DATASET ENTRIES:

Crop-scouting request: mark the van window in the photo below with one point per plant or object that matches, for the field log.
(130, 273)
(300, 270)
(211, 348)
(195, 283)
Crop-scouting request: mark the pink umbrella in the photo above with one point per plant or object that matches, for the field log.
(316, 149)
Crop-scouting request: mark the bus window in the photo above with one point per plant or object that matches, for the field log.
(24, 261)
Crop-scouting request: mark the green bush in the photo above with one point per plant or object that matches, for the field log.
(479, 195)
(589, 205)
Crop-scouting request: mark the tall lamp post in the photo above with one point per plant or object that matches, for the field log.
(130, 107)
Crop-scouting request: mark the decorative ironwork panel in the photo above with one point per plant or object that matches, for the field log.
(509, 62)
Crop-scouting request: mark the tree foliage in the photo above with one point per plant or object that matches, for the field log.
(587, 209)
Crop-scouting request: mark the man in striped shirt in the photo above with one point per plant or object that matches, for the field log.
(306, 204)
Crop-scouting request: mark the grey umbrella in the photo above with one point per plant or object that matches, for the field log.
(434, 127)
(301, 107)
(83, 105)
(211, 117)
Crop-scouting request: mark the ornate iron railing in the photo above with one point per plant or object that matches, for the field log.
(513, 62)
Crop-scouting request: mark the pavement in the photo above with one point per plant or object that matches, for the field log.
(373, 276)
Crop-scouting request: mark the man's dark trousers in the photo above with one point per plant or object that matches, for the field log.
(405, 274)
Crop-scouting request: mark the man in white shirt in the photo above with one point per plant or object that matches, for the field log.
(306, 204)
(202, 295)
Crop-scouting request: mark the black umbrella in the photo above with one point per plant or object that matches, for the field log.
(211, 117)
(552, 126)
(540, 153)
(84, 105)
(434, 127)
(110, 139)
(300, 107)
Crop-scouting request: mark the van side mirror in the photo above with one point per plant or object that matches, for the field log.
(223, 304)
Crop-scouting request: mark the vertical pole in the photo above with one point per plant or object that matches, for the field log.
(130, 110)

REQUIREMENT:
Can you write out all the lines above again, substituting "survey sheet" for each "field log" and keeping everything else the same?

OUTPUT OF THE EXERCISE:
Crop-scouting request: mark the van window in the photo below with one point per plant or object that matches, for the survey sheet.
(130, 273)
(300, 270)
(211, 348)
(195, 283)
Crop-scouting request: mark the pink umbrella in the photo above with one point per plant or object that matches, for the survey sheet.
(316, 149)
Crop-scouting request: mark the bus window in the photo above with one point per plant or object that matches, for the survey sheet.
(24, 261)
Crop-scouting request: mark the green bush in the photo above with one point per plant or object that matches, for the survey sheet.
(479, 195)
(589, 205)
Crop-scouting request: mark the tall lamp post in the photo above with one point per plant or object that matches, for the survey sheet.
(130, 107)
Crop-scouting request: mark the decorative ironwork panel in the photo above with one point per plant or object that matches, for the survey sheet.
(509, 62)
Crop-scouting request: mark the tree foliage in the photo above with one point per plant or object that matches, for the survey sheet.
(587, 209)
Crop-scouting request: mark the man in striped shirt in the photo above with one point per plant or object that matches, for the survey sheet.
(306, 204)
Crop-scouting request: mark the grey umbrella in the photo above with one point per plant or object that matches, for the survey sheet.
(434, 127)
(301, 107)
(83, 105)
(211, 117)
Crop-scouting request: mark the ornate iron railing in the photo above with one point per plant or object that matches, for the survey sheet.
(513, 62)
Crop-scouting request: mark the pavement in the photo above with one point per plant or object that matches, for the survey sheet.
(373, 276)
Crop-scouting request: mark the man's dark trousers in the photo above with one point per plant or object that matches, for the survey sheet.
(405, 274)
Crop-scouting request: mark the man in white shirt in the photo above with one point per plant or object that matches, for the survey sheet.
(306, 204)
(202, 295)
Crop-scouting request: mark the black umbrella in the photo above with one point per plant or object that matches, for the survey sheet.
(211, 117)
(552, 126)
(540, 153)
(84, 105)
(434, 127)
(110, 139)
(300, 107)
Crop-scouting request: mark the van side mirror in the photo above with one point per plant or object that matches, for the survey sheet.
(223, 304)
Crop-scouting request: mark the vertical pole in the photo above with one point per plant or object that matches, for the survey sheet.
(130, 110)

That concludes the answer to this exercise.